- **Required work**:
(a) In the post about infertility, why does the writer now feel a renewed sense of hope?
(b) Rewrite the part of the post about infertility starting at "To make it worse, I" and ending at "size 2? Whatever.", renaming "doc" as "doctor".
(c) According to the post about infertility, how long will it have been since the couple last tried?

- **Passage for review**:
#####

To make it worse, I saw the doc walking down the hall after my procedure and I am telling you, I was stunned at how small his butt was. I mean come on. I just had to bare it all and I have to see that this GUY is my dream size 2? Whatever.

I have a renewed sense of hope now after completing my Hyster and HSG. It's over and now just maybe my RE will give us the green light to get back into trying mode again. It will have been two months since we last tried and even though I am scared to pieces of repeating another chemical pregnancy, I am ready to get closer to the finish line. Or the starting line? Well, the finish line of infertility and the starting line of ...........a word that now is magical and mythical to me at this point....pregnancy.

Btw, this new sense of positive thinking has led me to:

A. Go on Behr.com to check out paint colors for a nursery.(I have found a GORGEOUS shade of fucshia for my little girl.)
B. Actually proceed to checkout with a few new maternity clothes(I didn't buy,)
C.Make a bookmark on my computer for a nursery design idea that I love.

#####

- **Data**:

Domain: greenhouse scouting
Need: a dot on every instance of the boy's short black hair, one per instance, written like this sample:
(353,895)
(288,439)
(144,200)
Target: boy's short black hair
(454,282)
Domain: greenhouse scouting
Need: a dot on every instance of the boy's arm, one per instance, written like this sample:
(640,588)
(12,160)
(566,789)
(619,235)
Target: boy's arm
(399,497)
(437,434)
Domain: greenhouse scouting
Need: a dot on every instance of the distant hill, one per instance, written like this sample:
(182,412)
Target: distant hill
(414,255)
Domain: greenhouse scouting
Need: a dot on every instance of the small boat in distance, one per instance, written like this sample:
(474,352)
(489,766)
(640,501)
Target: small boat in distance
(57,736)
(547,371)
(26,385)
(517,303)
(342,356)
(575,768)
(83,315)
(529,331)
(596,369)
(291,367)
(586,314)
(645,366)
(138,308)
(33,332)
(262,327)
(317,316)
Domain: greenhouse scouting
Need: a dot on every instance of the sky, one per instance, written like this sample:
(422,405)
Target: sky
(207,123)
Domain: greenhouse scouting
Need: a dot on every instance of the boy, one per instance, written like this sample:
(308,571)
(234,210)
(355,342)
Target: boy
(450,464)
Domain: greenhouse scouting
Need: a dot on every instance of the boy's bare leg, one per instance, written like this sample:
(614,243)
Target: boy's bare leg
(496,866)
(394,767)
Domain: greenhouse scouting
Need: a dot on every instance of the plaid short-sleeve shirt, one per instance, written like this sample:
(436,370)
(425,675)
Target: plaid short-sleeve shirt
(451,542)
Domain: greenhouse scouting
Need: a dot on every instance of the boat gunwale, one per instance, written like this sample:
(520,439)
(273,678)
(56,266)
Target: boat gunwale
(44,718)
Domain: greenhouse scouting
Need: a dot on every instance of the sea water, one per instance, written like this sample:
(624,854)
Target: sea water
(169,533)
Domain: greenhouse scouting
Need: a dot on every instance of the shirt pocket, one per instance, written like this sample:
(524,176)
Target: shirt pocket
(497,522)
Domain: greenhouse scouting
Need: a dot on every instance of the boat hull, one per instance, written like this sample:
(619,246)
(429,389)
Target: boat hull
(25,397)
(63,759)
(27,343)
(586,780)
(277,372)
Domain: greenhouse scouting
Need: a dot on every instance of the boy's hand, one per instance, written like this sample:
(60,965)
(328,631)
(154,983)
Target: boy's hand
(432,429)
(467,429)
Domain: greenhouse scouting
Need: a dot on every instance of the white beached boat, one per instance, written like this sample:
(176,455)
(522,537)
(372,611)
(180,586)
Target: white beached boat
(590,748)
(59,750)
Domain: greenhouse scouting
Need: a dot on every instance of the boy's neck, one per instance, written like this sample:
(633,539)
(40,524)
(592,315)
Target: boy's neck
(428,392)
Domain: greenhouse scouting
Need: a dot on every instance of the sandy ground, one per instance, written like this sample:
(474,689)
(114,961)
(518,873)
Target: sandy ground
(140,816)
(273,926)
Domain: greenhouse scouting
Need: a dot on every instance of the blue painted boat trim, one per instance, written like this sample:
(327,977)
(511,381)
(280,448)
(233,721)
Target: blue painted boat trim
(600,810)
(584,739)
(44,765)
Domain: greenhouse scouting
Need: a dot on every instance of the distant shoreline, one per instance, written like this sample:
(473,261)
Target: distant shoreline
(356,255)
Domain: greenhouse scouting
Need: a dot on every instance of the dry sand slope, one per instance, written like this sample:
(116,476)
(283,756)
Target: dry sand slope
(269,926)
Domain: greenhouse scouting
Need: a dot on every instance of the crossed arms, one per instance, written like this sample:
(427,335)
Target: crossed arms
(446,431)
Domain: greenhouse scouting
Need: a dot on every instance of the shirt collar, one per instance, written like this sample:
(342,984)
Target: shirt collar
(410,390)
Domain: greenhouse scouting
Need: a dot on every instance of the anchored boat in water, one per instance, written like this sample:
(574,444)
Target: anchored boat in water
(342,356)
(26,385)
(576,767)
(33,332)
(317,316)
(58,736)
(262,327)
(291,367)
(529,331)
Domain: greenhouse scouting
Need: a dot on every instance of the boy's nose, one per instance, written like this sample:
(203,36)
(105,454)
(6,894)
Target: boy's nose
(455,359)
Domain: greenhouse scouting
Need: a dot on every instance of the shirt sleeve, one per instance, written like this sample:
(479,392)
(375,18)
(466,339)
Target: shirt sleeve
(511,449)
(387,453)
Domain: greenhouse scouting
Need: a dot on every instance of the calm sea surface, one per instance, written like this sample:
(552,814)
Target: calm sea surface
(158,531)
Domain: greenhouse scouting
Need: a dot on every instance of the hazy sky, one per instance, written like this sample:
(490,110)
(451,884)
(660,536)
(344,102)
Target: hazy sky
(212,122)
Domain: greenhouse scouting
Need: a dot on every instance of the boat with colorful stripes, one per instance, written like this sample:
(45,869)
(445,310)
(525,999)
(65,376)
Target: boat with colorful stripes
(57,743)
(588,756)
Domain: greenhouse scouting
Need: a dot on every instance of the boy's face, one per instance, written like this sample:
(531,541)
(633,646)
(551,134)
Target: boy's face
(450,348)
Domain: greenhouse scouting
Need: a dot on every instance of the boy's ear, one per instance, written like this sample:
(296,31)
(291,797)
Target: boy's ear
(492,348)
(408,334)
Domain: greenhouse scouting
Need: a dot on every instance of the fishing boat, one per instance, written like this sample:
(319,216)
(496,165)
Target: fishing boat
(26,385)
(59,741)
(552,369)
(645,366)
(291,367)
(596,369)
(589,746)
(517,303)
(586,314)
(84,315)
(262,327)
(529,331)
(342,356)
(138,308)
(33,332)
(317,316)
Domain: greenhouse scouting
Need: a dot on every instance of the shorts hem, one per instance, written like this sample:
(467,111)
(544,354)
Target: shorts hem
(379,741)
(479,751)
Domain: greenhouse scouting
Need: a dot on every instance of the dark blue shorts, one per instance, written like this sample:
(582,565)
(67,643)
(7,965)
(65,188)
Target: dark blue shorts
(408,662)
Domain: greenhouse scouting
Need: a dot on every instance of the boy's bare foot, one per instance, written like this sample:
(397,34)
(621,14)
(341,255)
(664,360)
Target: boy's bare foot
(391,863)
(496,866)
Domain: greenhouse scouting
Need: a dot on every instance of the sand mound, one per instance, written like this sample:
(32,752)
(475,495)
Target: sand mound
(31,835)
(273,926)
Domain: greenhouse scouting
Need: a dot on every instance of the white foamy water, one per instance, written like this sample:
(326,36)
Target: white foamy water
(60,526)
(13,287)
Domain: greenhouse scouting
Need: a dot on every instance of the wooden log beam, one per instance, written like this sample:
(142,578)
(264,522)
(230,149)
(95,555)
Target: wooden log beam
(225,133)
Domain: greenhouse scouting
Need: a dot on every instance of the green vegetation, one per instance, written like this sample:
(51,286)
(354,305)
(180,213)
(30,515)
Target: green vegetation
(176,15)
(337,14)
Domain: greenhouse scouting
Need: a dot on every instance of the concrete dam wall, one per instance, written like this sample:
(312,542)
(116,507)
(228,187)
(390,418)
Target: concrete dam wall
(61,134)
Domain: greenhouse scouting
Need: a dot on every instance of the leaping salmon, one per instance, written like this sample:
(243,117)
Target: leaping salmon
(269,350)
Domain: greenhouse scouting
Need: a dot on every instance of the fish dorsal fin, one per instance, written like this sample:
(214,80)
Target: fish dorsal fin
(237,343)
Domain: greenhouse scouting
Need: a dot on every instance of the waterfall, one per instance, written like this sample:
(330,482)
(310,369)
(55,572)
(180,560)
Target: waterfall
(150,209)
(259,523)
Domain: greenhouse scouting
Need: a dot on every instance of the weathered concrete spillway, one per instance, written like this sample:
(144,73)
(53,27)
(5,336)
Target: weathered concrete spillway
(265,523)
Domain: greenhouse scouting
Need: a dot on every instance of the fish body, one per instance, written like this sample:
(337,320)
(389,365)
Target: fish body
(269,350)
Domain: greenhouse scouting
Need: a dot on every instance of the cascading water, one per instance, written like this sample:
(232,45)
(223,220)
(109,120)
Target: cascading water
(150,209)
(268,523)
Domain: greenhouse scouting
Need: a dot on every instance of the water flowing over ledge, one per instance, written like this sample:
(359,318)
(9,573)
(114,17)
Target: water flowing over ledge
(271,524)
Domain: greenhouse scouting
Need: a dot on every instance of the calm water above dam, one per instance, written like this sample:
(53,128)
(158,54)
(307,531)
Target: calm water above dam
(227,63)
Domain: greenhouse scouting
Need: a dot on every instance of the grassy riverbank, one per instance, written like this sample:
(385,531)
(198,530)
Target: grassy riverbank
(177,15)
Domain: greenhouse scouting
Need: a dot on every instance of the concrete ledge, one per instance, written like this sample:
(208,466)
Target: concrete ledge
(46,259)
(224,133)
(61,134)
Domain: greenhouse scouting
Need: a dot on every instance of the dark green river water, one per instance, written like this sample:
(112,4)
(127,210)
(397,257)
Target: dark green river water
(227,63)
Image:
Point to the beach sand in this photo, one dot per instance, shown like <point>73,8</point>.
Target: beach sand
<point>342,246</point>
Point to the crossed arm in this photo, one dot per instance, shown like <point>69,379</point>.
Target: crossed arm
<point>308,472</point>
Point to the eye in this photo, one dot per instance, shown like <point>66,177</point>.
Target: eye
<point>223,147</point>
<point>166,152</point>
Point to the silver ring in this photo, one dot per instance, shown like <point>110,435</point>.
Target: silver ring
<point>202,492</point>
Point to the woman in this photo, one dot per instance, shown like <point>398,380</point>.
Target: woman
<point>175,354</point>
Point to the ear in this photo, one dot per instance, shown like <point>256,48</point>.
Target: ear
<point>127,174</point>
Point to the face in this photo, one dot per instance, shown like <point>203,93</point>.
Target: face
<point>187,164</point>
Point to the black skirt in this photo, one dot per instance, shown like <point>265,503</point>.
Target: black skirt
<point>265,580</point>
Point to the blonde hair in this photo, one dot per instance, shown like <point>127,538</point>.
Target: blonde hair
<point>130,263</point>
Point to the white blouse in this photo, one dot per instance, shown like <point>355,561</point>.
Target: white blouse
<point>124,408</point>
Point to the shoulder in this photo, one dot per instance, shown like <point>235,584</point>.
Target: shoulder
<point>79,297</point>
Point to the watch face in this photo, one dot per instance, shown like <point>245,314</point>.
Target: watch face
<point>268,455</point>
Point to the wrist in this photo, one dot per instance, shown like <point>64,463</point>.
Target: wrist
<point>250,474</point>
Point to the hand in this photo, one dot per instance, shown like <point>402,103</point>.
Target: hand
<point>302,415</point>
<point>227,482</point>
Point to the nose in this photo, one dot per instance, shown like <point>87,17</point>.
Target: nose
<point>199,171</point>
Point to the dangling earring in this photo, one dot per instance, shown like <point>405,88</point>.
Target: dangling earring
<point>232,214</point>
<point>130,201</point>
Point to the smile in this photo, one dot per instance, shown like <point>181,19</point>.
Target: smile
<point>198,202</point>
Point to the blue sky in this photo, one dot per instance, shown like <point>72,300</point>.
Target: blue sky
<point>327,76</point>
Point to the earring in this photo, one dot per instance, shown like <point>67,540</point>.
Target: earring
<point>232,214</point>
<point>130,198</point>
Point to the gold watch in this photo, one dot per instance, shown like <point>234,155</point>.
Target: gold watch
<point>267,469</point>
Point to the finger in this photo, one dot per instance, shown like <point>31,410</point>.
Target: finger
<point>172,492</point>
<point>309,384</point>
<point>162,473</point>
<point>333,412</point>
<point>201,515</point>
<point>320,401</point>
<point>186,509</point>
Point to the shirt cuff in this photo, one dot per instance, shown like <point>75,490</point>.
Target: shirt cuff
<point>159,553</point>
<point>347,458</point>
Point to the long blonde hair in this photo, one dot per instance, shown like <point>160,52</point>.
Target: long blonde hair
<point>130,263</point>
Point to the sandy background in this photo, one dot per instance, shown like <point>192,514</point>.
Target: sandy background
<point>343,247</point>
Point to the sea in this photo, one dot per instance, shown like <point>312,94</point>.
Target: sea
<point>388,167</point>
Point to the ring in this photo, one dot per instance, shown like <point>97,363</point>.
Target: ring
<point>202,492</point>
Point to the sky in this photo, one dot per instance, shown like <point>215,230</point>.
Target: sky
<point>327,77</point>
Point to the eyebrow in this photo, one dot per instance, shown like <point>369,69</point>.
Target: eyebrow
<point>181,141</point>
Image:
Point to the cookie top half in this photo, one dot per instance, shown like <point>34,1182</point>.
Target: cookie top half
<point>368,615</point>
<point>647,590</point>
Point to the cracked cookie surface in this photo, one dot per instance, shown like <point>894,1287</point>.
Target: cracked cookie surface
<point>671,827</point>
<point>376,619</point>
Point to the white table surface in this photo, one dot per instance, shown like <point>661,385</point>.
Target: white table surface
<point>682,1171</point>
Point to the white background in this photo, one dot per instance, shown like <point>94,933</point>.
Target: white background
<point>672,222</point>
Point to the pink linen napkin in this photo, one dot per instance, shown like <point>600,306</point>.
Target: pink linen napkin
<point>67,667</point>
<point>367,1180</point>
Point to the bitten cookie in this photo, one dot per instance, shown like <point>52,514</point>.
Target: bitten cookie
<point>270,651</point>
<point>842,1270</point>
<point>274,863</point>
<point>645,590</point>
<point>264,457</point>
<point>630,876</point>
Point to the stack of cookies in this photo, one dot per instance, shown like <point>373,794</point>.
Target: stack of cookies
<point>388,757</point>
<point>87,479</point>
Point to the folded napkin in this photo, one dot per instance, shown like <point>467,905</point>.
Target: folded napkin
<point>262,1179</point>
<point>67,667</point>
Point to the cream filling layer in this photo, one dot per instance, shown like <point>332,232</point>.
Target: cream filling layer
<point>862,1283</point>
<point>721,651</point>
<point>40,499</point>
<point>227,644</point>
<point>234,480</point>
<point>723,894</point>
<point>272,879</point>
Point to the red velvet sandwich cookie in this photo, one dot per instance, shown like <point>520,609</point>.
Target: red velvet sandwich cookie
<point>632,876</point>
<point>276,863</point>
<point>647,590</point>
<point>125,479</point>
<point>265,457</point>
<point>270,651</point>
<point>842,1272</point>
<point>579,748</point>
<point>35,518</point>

#####

- **Set of answers**:
(a) The writer has completed the Hyster and HSG. With those over, the writer's RE may now give the go-ahead to start trying again.

(b)
To make it worse, I saw the doctor walking down the hall after my procedure and I am telling you, I was stunned at how small his butt was. I mean come on. I just had to bare it all and I have to see that this GUY is my dream size 2? Whatever.

(c) Two months.